Give back each line of the material that contains the word "below".

::::::::::

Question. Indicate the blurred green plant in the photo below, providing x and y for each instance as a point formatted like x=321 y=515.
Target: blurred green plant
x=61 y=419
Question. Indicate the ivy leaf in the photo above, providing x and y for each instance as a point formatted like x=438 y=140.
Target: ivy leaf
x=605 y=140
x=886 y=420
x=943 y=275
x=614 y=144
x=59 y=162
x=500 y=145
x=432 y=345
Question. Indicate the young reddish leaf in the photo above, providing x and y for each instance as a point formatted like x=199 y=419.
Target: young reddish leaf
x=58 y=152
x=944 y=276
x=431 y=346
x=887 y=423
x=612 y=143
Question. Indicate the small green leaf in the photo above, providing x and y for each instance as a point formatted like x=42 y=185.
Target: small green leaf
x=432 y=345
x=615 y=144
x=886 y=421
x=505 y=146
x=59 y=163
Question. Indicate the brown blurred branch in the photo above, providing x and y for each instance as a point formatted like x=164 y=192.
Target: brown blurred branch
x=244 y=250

::::::::::

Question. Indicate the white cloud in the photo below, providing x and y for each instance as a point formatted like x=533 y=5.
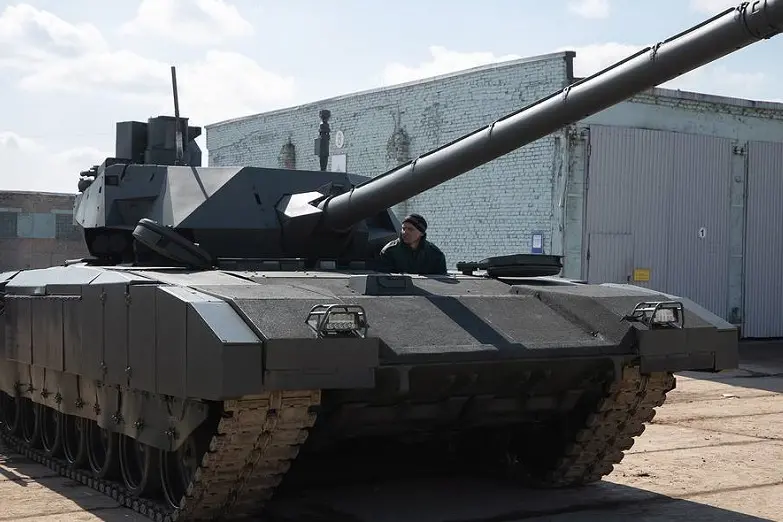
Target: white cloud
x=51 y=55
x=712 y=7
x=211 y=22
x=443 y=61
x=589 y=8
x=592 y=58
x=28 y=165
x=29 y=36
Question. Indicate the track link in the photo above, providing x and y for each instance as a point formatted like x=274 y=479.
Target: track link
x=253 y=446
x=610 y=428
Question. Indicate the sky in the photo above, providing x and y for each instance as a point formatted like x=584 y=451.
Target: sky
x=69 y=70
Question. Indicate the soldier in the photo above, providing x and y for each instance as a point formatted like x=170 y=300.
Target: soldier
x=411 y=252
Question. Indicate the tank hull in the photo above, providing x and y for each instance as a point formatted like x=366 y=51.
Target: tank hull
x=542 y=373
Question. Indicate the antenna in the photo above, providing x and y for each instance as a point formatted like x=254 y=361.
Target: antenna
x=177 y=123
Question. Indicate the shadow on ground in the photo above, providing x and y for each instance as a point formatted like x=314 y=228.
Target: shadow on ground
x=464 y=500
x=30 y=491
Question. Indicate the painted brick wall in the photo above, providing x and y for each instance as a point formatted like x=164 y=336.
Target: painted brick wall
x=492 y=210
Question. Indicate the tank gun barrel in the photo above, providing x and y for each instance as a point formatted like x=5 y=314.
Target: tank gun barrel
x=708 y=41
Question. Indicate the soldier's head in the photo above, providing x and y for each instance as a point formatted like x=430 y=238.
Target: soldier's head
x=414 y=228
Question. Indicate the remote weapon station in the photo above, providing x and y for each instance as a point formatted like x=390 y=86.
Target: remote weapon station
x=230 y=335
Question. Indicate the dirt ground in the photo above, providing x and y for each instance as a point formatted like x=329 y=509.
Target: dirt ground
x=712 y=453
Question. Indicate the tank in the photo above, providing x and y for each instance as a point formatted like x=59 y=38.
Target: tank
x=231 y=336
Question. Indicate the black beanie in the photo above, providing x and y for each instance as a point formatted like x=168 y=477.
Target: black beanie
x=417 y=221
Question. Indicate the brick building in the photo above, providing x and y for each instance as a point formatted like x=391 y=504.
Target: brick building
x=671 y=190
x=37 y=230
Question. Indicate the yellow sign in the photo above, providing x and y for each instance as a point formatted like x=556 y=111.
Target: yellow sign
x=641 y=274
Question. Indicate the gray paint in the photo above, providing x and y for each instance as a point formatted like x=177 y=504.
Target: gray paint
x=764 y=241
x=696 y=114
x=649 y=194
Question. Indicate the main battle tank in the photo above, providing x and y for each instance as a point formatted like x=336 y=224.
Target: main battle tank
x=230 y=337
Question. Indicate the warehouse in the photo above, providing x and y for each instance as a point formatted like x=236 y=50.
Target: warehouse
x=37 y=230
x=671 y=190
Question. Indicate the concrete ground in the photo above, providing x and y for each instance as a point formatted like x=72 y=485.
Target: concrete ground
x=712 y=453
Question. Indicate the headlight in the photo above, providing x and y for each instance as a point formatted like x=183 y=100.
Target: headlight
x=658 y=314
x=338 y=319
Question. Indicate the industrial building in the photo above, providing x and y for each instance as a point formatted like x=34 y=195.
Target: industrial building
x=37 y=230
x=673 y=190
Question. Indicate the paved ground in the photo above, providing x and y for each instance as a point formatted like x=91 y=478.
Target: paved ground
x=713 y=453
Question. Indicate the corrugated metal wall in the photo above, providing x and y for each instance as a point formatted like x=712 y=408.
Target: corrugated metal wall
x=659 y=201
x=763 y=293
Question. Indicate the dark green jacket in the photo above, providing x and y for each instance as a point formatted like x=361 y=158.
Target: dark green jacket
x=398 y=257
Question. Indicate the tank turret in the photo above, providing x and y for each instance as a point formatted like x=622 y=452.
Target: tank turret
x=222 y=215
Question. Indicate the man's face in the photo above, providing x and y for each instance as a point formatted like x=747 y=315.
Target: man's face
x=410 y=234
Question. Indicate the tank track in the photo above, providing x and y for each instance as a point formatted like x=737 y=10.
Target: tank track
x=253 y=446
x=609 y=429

::::::::::

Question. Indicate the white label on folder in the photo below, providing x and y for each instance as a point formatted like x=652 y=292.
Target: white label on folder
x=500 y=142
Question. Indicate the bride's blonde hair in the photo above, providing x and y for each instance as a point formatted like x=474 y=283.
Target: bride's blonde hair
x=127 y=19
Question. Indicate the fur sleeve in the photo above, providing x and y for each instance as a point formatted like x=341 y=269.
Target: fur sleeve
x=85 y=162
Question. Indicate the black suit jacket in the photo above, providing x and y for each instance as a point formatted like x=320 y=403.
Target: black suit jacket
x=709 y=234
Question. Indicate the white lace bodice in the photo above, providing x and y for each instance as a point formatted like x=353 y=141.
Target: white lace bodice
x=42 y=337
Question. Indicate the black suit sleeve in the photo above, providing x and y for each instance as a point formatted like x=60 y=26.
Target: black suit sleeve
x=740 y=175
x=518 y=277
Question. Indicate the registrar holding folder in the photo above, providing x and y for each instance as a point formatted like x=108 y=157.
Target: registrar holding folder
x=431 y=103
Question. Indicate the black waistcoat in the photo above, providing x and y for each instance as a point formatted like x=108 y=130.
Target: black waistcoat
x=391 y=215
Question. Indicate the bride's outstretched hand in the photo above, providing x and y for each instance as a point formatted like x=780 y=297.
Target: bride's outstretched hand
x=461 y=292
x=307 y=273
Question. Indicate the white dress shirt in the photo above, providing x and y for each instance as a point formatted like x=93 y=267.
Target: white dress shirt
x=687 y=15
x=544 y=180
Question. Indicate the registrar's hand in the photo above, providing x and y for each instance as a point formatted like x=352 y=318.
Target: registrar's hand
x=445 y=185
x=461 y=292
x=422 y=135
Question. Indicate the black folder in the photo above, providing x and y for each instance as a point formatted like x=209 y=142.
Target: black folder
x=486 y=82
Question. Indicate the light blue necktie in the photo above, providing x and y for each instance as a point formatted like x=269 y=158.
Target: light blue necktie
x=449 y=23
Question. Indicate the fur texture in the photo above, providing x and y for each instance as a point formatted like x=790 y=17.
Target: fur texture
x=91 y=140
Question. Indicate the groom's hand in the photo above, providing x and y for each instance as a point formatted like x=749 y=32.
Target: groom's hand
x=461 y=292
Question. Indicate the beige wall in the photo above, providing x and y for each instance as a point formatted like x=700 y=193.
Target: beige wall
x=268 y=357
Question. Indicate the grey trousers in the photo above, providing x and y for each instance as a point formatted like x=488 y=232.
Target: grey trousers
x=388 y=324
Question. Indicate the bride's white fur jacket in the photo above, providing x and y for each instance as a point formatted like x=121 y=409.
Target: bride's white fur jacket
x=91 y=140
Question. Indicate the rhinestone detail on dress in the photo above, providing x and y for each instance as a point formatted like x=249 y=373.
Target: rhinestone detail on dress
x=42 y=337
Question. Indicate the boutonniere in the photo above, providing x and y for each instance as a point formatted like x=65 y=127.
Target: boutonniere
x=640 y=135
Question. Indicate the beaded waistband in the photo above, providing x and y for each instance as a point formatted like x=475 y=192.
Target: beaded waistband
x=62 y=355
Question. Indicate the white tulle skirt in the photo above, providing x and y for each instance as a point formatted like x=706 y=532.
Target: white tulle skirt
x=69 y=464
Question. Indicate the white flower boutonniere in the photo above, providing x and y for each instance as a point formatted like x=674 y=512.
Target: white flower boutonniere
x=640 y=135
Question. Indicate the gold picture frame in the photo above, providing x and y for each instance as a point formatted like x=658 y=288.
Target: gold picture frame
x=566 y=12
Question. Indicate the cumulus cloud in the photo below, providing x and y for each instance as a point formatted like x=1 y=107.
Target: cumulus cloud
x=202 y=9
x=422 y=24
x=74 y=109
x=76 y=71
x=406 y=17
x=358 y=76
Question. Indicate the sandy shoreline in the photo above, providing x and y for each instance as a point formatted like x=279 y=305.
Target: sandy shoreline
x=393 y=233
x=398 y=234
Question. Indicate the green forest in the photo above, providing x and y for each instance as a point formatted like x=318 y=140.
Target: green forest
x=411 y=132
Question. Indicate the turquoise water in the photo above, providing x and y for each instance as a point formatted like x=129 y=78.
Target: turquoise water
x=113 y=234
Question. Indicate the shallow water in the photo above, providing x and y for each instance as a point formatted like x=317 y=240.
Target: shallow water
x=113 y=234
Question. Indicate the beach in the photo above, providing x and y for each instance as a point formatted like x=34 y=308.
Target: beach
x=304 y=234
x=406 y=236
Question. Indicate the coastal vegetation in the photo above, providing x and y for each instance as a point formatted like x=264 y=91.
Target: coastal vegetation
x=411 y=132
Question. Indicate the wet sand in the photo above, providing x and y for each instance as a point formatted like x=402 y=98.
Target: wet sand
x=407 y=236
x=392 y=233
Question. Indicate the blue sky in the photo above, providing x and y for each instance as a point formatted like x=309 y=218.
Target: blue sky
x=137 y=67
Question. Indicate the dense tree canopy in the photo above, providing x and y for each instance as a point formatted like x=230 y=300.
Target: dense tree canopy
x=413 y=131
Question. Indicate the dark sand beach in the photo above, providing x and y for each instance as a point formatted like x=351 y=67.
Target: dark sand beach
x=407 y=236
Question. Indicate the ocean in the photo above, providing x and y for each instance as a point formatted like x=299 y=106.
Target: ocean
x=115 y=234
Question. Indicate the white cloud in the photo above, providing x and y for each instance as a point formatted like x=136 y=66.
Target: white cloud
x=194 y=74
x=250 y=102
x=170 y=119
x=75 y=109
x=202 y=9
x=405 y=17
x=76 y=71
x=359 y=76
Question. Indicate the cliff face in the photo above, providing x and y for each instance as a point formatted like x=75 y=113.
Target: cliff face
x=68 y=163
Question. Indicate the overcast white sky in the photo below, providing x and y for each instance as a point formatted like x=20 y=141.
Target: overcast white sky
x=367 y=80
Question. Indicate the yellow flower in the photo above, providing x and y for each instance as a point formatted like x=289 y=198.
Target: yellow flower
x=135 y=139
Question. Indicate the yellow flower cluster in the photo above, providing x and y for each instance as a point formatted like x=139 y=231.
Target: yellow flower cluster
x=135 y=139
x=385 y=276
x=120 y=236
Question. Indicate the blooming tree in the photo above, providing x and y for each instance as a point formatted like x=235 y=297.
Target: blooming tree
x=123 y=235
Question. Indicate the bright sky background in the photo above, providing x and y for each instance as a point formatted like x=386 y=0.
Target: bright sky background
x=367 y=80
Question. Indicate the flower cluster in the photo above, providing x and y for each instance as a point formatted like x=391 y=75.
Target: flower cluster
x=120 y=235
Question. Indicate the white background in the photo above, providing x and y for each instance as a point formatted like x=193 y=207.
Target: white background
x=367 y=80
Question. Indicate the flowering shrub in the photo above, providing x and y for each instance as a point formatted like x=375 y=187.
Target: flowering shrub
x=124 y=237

::::::::::

### Task answer
Question. Indicate the blurred green plant in the photo below, providing x and y for each instance as a point formatted like x=321 y=515.
Question. Indicate the white cloud in the photo below, providing x and y for each instance as a point formatted like x=533 y=5.
Question. Indicate the white label on folder in the photo below, providing x and y for each instance as a point formatted like x=652 y=292.
Question. Indicate the cumulus cloud in the photo below, providing x and y for each instance as a point formatted like x=1 y=107.
Question. Indicate the overcast white sky in the photo below, providing x and y for each instance as a point formatted like x=20 y=141.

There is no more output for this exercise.